DAFTAR TUGAS:
(1) Menurut teks bacaan tentang Chindonesia, tiga negara mana yang dimaksud dengan istilah "Chindonesia"?
(2) Ambil dari daftar setiap baris yang mengandung kata "concrete". Perhatikan perbedaan huruf besar dan kecil.

TEKS BACAAN:
________________

Jumat, 04 Juni 2010

Membangun Kekuatan Ekonomi "Chindonesia"

Oleh Heri Faisal

             Saya tertarik dengan istilah yang ditulis A. Prasetyantoko, Ketua Lembaga Penelitian dan Pengabdian Masyarakat (LPMP) Universitas Katolik Atmajaya, Jakarta di harian Kompas beberapa waktu lalu. Ia menulis istilah “Chindonesia” untuk menyebut tiga negara yang diprediksi mengalami kemajuan pesat dalam beberapa tahun ke depan, yakni China, India, dan Indonesia. Istilah yang benar benar enak diucapkan, apalagi kalau memang sampai menjadi kenyataan.

 Tambang Batu Bara salah satu pendongkrak ekonomi nasional, ditingkatkan produksinya untuk keperluan ekspor (repro).


             Masuknya nama Indonesia dalam jajaran elit negara-nagara yang dianggap akan menjadi kekuatan ekonomi terbesar di dunia ini tentu mengejutkan banyak kalangan, terutama mungkin kita masyarakat Indonesia sendiri yang merasakan betul bagaimana kondisi perekonomian bangsa saat ini. Pasti ada rasa bangga sekaligus kaget yang luar biasa terhadap opini itu. Bangga karena secara tidak langsung nama Indonesia, negara yang kita cintai ini akan diperbincangkan di dunia internasional. Pandangan ini tentu juga berdampak positif pada pencitraan Indonesia ke depan. Persepsi masyarakat mancanegara terhadap Indonesia yang dianggap miskin dan primitif dengan sendirinya akan berubah. Dan Indonesia akan menjadi negara yang diperhitungkan serta tidak dianggap sebelah mata lagi.

________________

DAFTAR YANG DITAMPILKAN:
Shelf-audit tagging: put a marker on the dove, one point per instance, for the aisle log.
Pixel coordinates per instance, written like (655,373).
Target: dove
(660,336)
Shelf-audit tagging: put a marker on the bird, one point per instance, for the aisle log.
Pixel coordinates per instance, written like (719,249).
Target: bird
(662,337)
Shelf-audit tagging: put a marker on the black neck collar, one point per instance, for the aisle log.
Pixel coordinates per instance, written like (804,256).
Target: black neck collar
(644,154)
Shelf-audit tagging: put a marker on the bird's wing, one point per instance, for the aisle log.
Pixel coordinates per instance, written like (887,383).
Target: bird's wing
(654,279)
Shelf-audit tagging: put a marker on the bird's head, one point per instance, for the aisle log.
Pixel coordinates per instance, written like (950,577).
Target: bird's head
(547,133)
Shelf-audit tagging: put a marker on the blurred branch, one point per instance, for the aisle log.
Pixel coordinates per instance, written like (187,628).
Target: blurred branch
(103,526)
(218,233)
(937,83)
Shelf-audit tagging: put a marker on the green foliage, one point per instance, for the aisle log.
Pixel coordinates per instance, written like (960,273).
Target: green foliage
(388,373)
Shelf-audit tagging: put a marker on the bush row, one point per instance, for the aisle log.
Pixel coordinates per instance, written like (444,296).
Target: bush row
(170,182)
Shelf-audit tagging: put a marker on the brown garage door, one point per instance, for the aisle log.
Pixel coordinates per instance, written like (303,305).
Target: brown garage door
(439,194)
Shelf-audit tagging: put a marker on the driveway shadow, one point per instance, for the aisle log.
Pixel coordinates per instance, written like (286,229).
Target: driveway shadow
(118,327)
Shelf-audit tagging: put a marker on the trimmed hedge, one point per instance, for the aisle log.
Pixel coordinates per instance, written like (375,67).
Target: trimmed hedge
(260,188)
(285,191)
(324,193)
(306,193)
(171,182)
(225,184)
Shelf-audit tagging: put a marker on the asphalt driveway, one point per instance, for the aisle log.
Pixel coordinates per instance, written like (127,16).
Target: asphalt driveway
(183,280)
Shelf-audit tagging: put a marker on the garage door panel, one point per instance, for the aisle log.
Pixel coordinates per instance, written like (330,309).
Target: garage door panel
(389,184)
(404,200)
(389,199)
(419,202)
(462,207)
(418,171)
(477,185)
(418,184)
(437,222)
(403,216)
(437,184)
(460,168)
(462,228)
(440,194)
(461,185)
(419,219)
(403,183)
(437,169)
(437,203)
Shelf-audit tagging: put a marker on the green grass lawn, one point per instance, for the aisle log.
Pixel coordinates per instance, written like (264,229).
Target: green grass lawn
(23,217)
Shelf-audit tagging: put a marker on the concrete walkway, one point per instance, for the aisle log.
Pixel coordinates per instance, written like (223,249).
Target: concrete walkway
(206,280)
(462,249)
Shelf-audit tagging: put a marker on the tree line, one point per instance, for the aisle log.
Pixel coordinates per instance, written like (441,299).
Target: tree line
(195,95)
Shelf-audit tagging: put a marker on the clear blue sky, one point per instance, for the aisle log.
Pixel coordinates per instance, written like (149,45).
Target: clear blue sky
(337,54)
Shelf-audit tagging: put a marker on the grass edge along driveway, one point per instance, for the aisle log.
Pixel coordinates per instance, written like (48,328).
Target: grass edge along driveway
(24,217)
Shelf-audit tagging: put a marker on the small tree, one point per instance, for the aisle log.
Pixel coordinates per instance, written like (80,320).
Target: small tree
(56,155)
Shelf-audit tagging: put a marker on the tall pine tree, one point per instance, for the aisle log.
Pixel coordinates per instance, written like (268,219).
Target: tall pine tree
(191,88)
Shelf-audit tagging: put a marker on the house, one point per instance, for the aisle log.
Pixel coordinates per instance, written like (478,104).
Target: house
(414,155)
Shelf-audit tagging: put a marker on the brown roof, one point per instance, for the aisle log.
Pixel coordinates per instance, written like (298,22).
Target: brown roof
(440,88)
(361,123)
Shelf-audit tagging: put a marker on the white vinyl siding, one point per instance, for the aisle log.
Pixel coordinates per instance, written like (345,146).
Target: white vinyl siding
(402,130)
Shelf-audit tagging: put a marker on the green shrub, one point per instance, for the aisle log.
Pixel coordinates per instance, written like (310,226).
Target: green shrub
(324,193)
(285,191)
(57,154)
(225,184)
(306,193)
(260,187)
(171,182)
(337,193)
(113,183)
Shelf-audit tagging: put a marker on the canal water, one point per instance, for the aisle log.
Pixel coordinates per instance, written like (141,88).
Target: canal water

________________

JAWABAN LATIHAN:
(1) China, India, dan Indonesia.

(2)
Shelf-audit tagging: put a marker on the concrete walkway, one point per instance, for the aisle log.
Target: concrete walkway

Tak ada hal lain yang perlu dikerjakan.